Reading text:
• • • • •
For more information contact: Matt Roznowski 651-296-8875
ST. PAUL, MN – The Minnesota Senate and House of Representatives both passed a Higher Education budget bill this week.
The bill includes the Minnesota DREAM Act (HF 875/SF 723). It now heads to Governor Mark Dayton’s desk to be signed into law.
Rep. Carlos Mariani (DFL—St. Paul), who authored the separate DREAM Act bill in the House, praised the legislation for expanding access to higher education.
“This is an outstanding bill,” said Rep. Mariani. “It makes sure all Minnesotans have the opportunity to obtain a post-secondary education regardless of personal circumstances. We need that to happen if we want Minnesota to stay economically competitive.”
• • • • •
Stored rows:

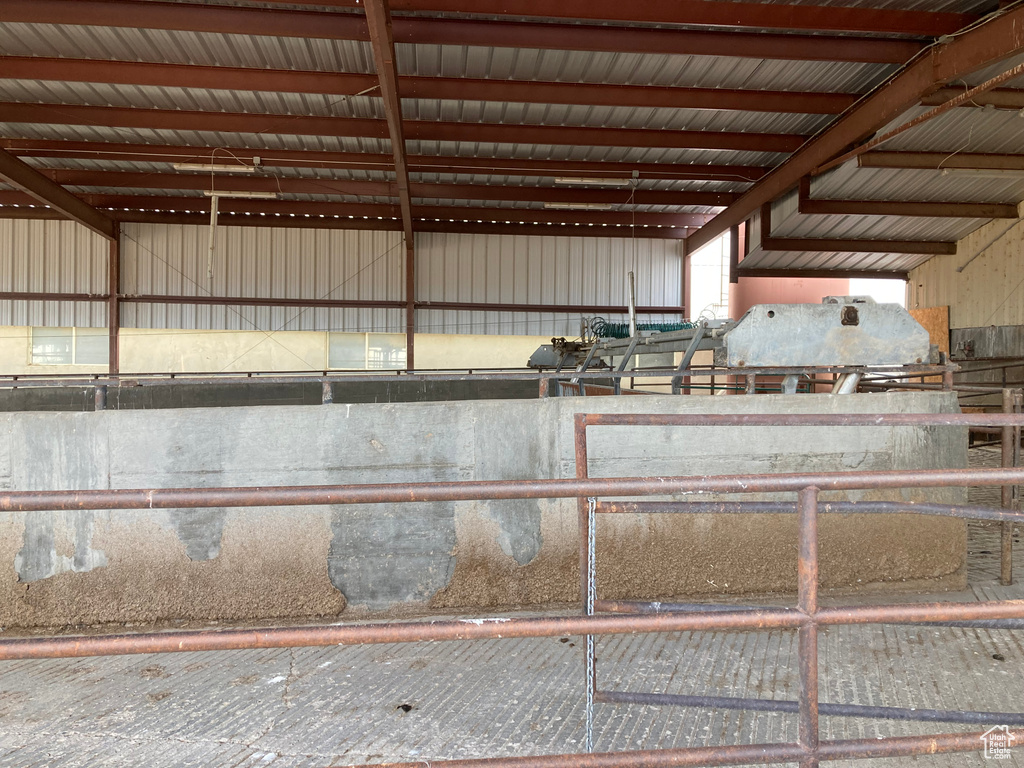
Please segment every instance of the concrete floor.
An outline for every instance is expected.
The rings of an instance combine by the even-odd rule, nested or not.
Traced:
[[[972,525],[970,552],[971,589],[942,599],[1024,598],[1024,586],[995,581],[997,528]],[[1024,577],[1024,545],[1015,559]],[[299,768],[413,760],[430,768],[445,758],[575,752],[584,717],[578,640],[4,663],[0,766]],[[606,638],[598,644],[599,683],[793,698],[795,653],[793,632]],[[1024,712],[1024,633],[829,628],[821,638],[821,698]],[[846,718],[825,718],[822,727],[837,738],[975,729]],[[796,737],[796,717],[598,705],[595,733],[599,751],[779,741]],[[972,754],[859,764],[985,762]],[[1024,751],[998,765],[1024,768]]]

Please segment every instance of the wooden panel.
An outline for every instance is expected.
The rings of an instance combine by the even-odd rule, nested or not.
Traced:
[[[927,306],[921,309],[910,309],[910,316],[925,327],[928,338],[933,344],[939,345],[939,351],[949,357],[949,307]],[[925,381],[942,383],[941,376],[929,376]]]

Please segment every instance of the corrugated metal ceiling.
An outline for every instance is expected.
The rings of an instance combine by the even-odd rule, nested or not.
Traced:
• • • • •
Exercise tasks:
1: Answer these questions from the DREAM Act press release:
(a) What kind of bill did the Minnesota Senate and House of Representatives both pass this week?
(b) To whose desk does the bill now head to be signed into law?
(c) What bill numbers are given for the Minnesota DREAM Act?
2: Reproduce word for word the stretch of the DREAM Act press release from "For more information" through "to higher education.".

Worked solutions:
1:
(a) A Higher Education budget bill.
(b) Governor Mark Dayton's.
(c) HF 875/SF 723.

2:
For more information contact: Matt Roznowski 651-296-8875
ST. PAUL, MN – The Minnesota Senate and House of Representatives both passed a Higher Education budget bill this week.
The bill includes the Minnesota DREAM Act (HF 875/SF 723). It now heads to Governor Mark Dayton’s desk to be signed into law.
Rep. Carlos Mariani (DFL—St. Paul), who authored the separate DREAM Act bill in the House, praised the legislation for expanding access to higher education.